Work instructions >>
Could you restate word for word every line of the records below, from the first one to the one holding "Expected: one point per instance of the distant"?

___ Records to use

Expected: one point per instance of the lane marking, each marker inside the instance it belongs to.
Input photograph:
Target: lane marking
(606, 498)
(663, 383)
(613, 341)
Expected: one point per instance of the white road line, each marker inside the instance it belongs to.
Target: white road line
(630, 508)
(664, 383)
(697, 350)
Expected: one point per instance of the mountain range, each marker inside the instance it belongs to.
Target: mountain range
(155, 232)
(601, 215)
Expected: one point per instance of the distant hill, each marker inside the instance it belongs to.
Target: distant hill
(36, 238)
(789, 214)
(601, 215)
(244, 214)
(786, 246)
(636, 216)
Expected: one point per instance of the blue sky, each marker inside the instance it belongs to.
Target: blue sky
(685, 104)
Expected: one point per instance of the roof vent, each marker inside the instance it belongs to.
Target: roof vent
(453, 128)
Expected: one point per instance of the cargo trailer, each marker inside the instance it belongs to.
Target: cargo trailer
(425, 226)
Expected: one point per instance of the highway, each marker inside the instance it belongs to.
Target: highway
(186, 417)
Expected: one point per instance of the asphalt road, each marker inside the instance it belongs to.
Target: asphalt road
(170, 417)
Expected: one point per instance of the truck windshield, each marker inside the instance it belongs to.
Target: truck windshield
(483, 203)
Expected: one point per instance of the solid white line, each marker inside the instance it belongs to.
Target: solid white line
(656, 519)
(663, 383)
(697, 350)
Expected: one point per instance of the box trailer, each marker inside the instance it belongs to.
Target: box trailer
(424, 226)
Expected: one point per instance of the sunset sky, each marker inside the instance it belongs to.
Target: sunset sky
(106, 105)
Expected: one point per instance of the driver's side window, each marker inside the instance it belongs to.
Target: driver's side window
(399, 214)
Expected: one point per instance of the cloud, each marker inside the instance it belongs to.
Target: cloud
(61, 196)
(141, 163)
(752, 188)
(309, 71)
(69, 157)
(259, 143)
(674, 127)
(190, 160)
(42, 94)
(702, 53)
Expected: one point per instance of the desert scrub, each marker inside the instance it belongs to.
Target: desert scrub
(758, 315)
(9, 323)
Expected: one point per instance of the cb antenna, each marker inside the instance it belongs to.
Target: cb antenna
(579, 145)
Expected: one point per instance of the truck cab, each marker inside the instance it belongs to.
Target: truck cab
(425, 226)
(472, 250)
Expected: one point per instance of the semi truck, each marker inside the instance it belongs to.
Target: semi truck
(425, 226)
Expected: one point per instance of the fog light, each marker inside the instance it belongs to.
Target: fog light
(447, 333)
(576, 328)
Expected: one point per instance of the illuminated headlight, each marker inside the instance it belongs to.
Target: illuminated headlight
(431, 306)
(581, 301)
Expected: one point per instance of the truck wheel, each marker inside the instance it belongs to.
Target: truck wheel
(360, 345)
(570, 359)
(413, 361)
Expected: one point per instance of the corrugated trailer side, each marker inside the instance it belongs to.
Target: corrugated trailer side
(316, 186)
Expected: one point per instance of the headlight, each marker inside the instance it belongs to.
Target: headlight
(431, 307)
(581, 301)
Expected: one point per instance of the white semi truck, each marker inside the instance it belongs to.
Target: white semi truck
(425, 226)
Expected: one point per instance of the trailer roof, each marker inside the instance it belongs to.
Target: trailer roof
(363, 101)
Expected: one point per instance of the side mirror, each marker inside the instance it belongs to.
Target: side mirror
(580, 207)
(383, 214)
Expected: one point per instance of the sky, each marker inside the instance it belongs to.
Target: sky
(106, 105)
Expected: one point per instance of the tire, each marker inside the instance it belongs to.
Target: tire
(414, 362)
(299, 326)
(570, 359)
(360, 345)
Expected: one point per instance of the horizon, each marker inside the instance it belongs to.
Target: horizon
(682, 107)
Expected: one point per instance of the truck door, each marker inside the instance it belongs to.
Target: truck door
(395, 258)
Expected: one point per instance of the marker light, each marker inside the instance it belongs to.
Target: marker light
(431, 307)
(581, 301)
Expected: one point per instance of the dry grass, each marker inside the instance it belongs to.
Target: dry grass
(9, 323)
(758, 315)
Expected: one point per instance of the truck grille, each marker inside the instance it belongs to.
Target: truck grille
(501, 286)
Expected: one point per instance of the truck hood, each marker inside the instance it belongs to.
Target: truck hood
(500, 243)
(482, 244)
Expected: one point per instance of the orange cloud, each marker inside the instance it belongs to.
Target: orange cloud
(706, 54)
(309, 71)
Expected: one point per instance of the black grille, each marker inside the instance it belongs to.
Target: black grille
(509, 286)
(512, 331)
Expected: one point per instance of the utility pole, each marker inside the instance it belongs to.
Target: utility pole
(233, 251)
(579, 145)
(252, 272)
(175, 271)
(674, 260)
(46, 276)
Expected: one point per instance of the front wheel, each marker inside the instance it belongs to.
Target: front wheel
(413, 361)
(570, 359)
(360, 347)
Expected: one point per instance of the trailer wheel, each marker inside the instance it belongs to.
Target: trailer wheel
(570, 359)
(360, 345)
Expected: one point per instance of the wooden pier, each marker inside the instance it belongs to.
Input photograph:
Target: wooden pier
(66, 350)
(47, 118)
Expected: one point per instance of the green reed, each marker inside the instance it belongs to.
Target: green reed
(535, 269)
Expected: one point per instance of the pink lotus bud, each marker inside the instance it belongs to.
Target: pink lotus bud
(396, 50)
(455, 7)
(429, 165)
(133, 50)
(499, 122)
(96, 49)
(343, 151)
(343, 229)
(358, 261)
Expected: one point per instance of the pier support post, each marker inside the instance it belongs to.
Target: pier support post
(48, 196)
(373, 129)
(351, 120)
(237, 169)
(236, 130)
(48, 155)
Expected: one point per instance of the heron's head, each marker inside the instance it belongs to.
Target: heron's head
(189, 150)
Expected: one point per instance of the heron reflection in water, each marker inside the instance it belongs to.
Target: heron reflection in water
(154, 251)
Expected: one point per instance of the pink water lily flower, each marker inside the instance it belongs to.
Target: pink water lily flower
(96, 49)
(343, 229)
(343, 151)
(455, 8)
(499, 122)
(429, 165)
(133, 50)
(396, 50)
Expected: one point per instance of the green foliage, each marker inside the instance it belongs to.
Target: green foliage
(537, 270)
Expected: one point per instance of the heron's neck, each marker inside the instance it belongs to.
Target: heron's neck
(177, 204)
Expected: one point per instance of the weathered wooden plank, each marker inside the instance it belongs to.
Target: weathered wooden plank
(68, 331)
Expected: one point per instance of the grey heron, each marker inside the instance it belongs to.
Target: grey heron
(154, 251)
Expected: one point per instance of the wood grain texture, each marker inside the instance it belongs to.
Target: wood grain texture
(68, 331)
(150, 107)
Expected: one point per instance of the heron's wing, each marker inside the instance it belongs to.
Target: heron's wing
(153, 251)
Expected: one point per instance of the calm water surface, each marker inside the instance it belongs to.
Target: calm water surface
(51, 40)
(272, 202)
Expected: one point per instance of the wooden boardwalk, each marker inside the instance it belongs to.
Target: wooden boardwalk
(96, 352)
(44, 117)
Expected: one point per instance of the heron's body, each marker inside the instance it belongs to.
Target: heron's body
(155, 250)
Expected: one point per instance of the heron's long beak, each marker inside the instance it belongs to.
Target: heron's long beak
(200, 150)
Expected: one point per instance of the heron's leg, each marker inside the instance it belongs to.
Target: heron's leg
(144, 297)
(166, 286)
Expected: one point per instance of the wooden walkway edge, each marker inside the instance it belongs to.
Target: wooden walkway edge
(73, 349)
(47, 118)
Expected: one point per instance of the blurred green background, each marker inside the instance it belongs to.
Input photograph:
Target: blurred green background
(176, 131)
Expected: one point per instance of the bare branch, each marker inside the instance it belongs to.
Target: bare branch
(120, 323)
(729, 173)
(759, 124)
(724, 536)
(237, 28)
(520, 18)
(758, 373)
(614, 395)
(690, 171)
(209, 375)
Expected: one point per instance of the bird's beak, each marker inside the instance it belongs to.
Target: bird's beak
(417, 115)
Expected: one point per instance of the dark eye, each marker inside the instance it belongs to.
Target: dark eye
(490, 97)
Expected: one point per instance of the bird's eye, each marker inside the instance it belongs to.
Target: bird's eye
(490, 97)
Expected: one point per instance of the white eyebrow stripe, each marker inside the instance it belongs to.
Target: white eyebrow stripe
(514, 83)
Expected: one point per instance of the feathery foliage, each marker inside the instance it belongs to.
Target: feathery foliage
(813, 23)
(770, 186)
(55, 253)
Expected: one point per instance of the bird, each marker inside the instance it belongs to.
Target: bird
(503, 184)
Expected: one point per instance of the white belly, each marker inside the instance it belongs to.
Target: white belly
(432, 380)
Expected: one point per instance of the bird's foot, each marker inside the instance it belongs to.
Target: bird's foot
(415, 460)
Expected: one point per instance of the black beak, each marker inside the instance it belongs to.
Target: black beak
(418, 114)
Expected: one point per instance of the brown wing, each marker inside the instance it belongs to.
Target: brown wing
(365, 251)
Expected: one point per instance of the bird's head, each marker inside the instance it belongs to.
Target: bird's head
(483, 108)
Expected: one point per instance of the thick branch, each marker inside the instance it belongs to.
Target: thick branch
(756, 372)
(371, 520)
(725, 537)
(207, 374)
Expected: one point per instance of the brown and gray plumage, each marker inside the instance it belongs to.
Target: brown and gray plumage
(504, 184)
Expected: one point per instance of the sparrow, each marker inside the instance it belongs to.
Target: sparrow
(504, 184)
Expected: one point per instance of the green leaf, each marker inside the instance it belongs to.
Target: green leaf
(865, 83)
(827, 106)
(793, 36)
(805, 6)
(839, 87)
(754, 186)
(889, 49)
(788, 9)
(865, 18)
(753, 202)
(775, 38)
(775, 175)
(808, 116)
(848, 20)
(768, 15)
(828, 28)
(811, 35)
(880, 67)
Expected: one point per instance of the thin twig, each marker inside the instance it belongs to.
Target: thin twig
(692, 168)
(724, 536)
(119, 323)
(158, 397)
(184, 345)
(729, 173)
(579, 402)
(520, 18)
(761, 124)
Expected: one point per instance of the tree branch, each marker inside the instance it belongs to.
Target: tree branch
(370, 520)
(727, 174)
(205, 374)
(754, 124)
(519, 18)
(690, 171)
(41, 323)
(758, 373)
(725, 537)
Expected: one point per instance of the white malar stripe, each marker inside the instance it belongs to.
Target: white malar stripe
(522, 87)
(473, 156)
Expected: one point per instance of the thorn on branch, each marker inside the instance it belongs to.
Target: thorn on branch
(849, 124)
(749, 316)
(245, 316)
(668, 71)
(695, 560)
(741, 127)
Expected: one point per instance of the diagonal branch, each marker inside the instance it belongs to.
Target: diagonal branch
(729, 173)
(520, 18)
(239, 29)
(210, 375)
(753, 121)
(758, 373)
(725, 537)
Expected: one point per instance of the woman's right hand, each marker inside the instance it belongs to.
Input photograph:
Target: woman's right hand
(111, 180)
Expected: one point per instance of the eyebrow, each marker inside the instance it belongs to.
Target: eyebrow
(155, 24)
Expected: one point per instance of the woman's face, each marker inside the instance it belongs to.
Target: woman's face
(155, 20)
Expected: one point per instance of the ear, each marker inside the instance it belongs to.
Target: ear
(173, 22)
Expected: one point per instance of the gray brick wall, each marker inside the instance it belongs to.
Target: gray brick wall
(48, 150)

______

Final answer >>
Expected: one point per instance of the lane marking, each marker inside the instance it belongs to.
Input photograph:
Target: lane marking
(606, 498)
(663, 383)
(613, 341)
Expected: one point per instance of the white road line, each marker inside the instance it belongs to.
Target: white road line
(630, 508)
(664, 383)
(697, 350)
Expected: one point per instance of the mountain range, each marker inside the instance it belongs to.
Target: mountain range
(155, 232)
(601, 215)
Expected: one point per instance of the distant hill, each marker inside the instance it belongs to.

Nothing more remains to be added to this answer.